## Work order
Among the lines below, which ones contain the word "instance"? Copy every such line.
*** Begin section ***
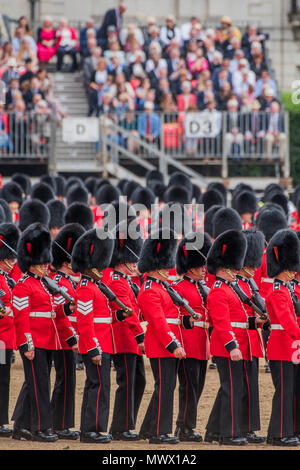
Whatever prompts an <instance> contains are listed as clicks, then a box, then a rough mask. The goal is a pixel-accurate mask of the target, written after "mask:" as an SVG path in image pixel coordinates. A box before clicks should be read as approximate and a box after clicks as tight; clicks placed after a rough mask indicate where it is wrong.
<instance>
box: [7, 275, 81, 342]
mask: <svg viewBox="0 0 300 470" xmlns="http://www.w3.org/2000/svg"><path fill="white" fill-rule="evenodd" d="M12 296H13V313H14V324H15V330H16V343H17V347H18V348H19V347H20V346H26V344H27V345H29V344H30V343H31V342H32V343H33V346H35V347H37V348H42V349H52V350H57V349H62V345H61V340H60V337H59V335H58V330H59V329H60V331H61V337H62V339H63V340H67V339H69V338H70V337H72V336H73V332H72V331H70V329H69V328H68V325H67V324H66V322H65V318H66V317H65V314H64V311H63V308H62V306H61V305H58V306H55V302H54V297H53V296H52V295H51V294H50V292H49V291H48V290H47V289H46V287H45V286H44V285H43V283H42V281H41V278H39V277H38V276H31V275H27V274H26V275H24V276H23V277H22V278H21V279H20V280H19V281H18V282H17V284H16V285H15V287H14V288H13V291H12ZM51 313H52V317H50V315H49V314H51ZM42 315H44V317H43V316H42Z"/></svg>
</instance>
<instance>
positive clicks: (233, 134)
mask: <svg viewBox="0 0 300 470" xmlns="http://www.w3.org/2000/svg"><path fill="white" fill-rule="evenodd" d="M238 108H239V103H238V101H237V100H235V99H231V100H229V101H228V103H227V110H228V112H227V115H226V135H225V152H226V155H227V156H229V155H231V154H233V155H234V157H235V158H236V157H238V156H240V155H242V154H243V142H244V138H243V134H242V131H243V128H242V119H241V115H240V114H239V112H238Z"/></svg>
*** End section ***
## Output
Whatever prompts an <instance> contains are listed as clicks, then a box, then a rough mask. The goal is a pixel-accurate mask of the target, written after "mask:" as an SVG path in image pixel coordinates. A box before clicks should be read as approximate and a box after clicks as tight; clicks placed after a rough mask indicate where it is wrong.
<instance>
</instance>
<instance>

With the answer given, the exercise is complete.